‘Invasion’ Documentary Hits Big at Panama’s International Film Festival (Guest Blog)

One filmgoer tells TheWrap how the dramatic chronicle of the U.S. invasion helps put IFF Panama on the map

IFF Panama

Panamanian director Abner Benaim’s documentary “Invasion” made its world premiere Sunday at the International Film Festival of Panama (IFF Panama), wowing audiences with its hard-hitting exploration of the U.S. invasion of Panama to take out Noriega – an event that most Panamanians seem all to quick to forget.

In the Panamanian/Argentinian coproduction, Benaim interviews Panama City residents directly impacted by the midnight invasion that occurred around Christmas 1989. Bombs were dropped in a wide radius around the Noriega complex, leveling houses, starting fires and killing innocent people.

According to the film, we’ll never know how many were killed and wounded, but estimates are in the thousands. The morgue records of the days following the bombings were ripped out of the record books, according to a medical examiner on duty the night of the attack. And scores of people are still unaccounted for.

Benaim interviewed a wide range of witnesses to the invasion, including mothers who lost children, people who saw the streets filled with dead bodies and young students who have no idea the incident even occurred.

The director even interviewed Noriega — who did not want to appear on film — at the Panama jail where he is currently serving a life sentence.

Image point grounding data
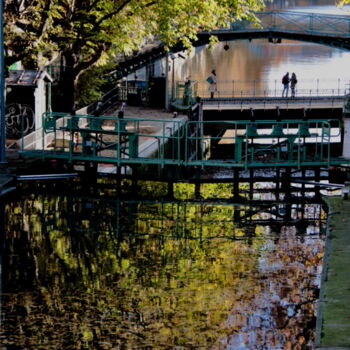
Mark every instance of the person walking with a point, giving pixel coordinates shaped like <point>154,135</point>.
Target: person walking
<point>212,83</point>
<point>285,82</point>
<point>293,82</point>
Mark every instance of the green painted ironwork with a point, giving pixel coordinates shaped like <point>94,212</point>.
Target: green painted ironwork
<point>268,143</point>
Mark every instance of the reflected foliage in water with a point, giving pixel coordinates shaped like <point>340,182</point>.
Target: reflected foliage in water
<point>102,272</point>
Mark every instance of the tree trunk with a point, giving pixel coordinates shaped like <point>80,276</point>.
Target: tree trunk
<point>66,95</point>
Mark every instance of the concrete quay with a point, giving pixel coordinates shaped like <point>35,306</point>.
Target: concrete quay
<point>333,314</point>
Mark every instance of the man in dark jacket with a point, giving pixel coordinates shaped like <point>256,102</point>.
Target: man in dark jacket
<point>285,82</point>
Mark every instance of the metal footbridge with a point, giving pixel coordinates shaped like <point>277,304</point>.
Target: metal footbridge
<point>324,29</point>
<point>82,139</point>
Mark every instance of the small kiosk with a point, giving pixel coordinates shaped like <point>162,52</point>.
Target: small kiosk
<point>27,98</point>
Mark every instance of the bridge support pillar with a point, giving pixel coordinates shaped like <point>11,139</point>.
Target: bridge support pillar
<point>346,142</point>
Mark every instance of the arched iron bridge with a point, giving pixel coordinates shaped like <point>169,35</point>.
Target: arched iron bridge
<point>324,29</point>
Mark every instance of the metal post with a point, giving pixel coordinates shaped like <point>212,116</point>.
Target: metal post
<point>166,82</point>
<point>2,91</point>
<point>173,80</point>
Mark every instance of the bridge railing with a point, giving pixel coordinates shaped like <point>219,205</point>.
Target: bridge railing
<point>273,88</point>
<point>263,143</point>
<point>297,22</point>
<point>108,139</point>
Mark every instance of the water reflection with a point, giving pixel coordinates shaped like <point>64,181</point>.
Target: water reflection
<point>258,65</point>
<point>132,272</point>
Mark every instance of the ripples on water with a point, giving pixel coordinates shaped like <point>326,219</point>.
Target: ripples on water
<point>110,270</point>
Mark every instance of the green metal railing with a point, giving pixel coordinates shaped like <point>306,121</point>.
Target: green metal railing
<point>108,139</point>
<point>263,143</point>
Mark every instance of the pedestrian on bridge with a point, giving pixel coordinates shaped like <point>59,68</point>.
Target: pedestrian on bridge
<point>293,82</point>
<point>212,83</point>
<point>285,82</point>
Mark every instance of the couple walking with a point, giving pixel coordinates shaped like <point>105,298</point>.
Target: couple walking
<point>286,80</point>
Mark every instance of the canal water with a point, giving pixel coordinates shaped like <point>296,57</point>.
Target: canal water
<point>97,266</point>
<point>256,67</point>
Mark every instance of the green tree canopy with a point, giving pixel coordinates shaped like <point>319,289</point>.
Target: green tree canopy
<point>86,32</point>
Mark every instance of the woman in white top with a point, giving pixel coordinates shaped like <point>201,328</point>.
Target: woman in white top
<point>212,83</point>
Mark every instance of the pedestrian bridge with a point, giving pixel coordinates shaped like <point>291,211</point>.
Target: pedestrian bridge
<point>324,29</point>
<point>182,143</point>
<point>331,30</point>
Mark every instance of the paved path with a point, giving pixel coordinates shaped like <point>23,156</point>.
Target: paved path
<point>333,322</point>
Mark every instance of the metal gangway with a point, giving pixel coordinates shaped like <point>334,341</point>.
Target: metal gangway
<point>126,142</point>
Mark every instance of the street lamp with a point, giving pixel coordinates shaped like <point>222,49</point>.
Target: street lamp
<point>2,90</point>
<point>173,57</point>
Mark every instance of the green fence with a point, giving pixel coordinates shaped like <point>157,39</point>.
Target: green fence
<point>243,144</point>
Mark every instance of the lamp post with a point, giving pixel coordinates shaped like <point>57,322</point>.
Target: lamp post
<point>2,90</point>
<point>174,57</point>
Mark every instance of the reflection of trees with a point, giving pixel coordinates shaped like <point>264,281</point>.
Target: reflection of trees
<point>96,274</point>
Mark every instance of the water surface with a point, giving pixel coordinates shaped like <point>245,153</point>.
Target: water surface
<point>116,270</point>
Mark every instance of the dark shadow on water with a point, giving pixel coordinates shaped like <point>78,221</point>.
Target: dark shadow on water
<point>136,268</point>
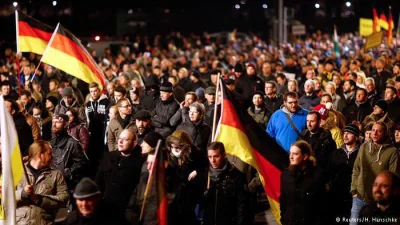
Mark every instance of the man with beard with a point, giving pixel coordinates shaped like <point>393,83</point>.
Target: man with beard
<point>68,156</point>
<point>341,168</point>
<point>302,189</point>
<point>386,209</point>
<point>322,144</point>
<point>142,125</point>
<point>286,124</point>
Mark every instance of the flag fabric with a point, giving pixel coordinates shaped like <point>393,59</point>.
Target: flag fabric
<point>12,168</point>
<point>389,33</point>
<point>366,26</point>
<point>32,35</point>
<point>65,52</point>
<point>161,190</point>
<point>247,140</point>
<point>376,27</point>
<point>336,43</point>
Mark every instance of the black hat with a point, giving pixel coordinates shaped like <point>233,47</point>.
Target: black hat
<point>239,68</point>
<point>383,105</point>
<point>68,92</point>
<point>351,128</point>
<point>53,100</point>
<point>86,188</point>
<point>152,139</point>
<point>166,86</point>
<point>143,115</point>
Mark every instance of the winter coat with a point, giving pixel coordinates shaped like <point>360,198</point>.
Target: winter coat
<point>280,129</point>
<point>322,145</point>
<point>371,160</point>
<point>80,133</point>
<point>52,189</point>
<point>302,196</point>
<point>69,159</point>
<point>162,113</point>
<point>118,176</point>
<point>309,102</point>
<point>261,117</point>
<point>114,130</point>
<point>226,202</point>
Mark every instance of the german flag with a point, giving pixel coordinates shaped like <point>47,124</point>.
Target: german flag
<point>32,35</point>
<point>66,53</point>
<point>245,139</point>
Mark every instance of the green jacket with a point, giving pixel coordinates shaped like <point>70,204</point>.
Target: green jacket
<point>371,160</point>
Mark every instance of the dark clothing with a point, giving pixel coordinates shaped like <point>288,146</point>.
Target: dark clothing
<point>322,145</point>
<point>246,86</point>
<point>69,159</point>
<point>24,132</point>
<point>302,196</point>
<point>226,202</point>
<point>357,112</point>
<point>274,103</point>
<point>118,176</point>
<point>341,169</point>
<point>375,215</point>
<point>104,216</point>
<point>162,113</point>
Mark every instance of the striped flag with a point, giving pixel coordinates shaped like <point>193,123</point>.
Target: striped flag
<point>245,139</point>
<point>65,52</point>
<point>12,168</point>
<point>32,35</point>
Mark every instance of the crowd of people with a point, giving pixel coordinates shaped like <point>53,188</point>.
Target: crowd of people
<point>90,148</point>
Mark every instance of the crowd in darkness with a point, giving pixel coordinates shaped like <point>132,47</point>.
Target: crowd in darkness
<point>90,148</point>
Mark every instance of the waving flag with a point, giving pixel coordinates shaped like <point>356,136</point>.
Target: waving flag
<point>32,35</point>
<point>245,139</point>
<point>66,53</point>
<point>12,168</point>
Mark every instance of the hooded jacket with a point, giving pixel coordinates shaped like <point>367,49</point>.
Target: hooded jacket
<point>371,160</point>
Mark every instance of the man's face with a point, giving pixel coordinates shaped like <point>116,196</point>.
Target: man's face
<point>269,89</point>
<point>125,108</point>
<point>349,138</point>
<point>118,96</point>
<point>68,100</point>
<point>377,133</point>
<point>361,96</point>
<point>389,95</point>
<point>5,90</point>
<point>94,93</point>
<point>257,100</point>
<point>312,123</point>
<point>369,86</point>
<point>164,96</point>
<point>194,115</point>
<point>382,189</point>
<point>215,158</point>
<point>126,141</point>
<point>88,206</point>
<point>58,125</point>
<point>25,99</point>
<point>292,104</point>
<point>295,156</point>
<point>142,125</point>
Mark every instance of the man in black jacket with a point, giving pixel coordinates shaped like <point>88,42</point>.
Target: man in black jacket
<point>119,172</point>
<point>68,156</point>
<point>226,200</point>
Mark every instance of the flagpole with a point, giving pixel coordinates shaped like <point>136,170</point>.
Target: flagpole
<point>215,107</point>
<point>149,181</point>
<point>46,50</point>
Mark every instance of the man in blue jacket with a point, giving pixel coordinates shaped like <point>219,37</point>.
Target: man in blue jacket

**DIRECTIONS:**
**1)** According to the documentary article, what happened to the morgue records from the days following the bombings?
**2)** Continue the article about the "Invasion" documentary from where it stops.

**RESULTS:**
**1)** They were ripped out of the record books, according to a medical examiner on duty the night of the attack.

**2)**
IFF Panama, in its third year, has quickly become an important venue for Ibero-American cinema. Founded by filmmaker and festival director Pituka Ortega Heilbron and programmed by Diana Sanchez, who is responsible for TIFF’s Latin American lineup, this year’s festival presents over 70 films from 35 different countries, including Kenya, Saudi Arabia and Georgia. There are also free outdoor public screenings and workshops.

This year, during festival week, the Ibero-American Federation of Film and Audiovisual Producers, along with the Spain’s EGEDA, presented the first Platino Awards for excellence in Ibero-American cinema, with best film going to Spanish/Chilean critical and box-office smash, “Gloria.”

That these annual awards were premiered during IFF Panama shows how, in three years, this festival has managed to establish itself in the world of Spanish-speaking cinema. Hopefully, this means more attention will be paid to powerful films like “Invasion.”